_SELECTED PASSAGE_
####

Know Your Lore: The Founding of Quel’Thalas and the enmity of Trolls
We’ve talked about the origins of the High Elves in their Highborne ancestors, and the Shen’dralar of Eldre’Thalas and their history. And now, we cover the long history of the High Elves in their new home of Quel’Thalas, their rise to unquestioned dominance of their chosen kingdom, and the eventual fall and destruction of that kingdom and their people… and the nation that rose after, the Sin’dorei realm that shared the same name but is in many ways a very different nation, although inhabited by many of the same people.
The Divide
The split between High Elves and Blood Elves is not like that of the ancient Highborne and their Kaldorei bretheren, because it is still fresh. The Shen’dralar may have returned to the Night Elf nation, but they have ten thousand years of divergent history that keeps them from being the same people. Similarly, the break between Kaldorei and Quel’dorei was 10,000 years past, time for them to have changed physically and mentally, much as the Nightborne have.
But the Blood Elves are the High Elves, or at least they were. It hasn’t been that long since Kael’thas declared their existence following the destruction of the Sunwell. Relatively few Blood Elves were born since those events. The vast majority of the Blood Elves were alive before, and once called themselves Quel’dorei. The few remaining who use the name High Elf to refer to themselves, if they have any surviving family at all after Arthas’ rampage, may well have Blood Elves as direct kin, because the majority of those that survived the Scourge are the ones who accepted the name Sin’dorei. This division is too recent to claim any real difference, aside from ideology and methodology.
And often those divisions are the most searingly painful.
The Glory of the Sun
After the foundation of Quel’Thalas and the establishing of the Sunwell by Dath’Remar Sunstrider, the High Elves entered into what one could call a golden age, both for the red and gold coloration of their new home and for their relative prosperity. Things were hard at first, even with the creation of the Sunwell the Elves nearly perished on first arriving in the Eastern Kingdoms. Their original landing place of the Tirisfal Glades nearly drove them mad and if not for the charity of the local Human tribes (who would in time become the people of Lordaeron) they might not have survived to travel north to Quel’Thalas. Despite this, the Elves did not seek close ties to Humankind. Indeed, their closest contact during the initial period of their colonization of the north of the Eastern Kingdoms was with the Amani Trolls, and it wasn’t peaceful.

####

_RAW DATA_
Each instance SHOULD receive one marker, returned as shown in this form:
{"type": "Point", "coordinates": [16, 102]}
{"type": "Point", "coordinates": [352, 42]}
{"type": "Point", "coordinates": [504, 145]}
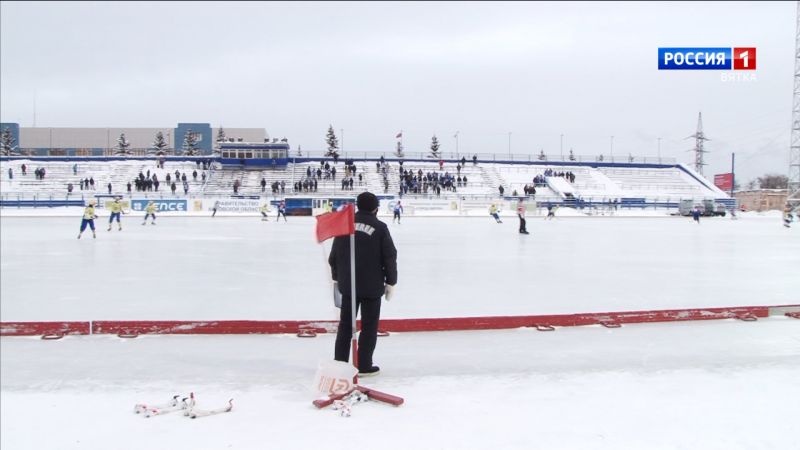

####

_WRITTEN PROBLEM_
From the piece on the founding of Quel'Thalas, write out the part starting with "The Glory of" and going on through "it wasn’t peaceful.", word for word.

_TASK SOLUTION_
The Glory of the Sun
After the foundation of Quel’Thalas and the establishing of the Sunwell by Dath’Remar Sunstrider, the High Elves entered into what one could call a golden age, both for the red and gold coloration of their new home and for their relative prosperity. Things were hard at first, even with the creation of the Sunwell the Elves nearly perished on first arriving in the Eastern Kingdoms. Their original landing place of the Tirisfal Glades nearly drove them mad and if not for the charity of the local Human tribes (who would in time become the people of Lordaeron) they might not have survived to travel north to Quel’Thalas. Despite this, the Elves did not seek close ties to Humankind. Indeed, their closest contact during the initial period of their colonization of the north of the Eastern Kingdoms was with the Amani Trolls, and it wasn’t peaceful.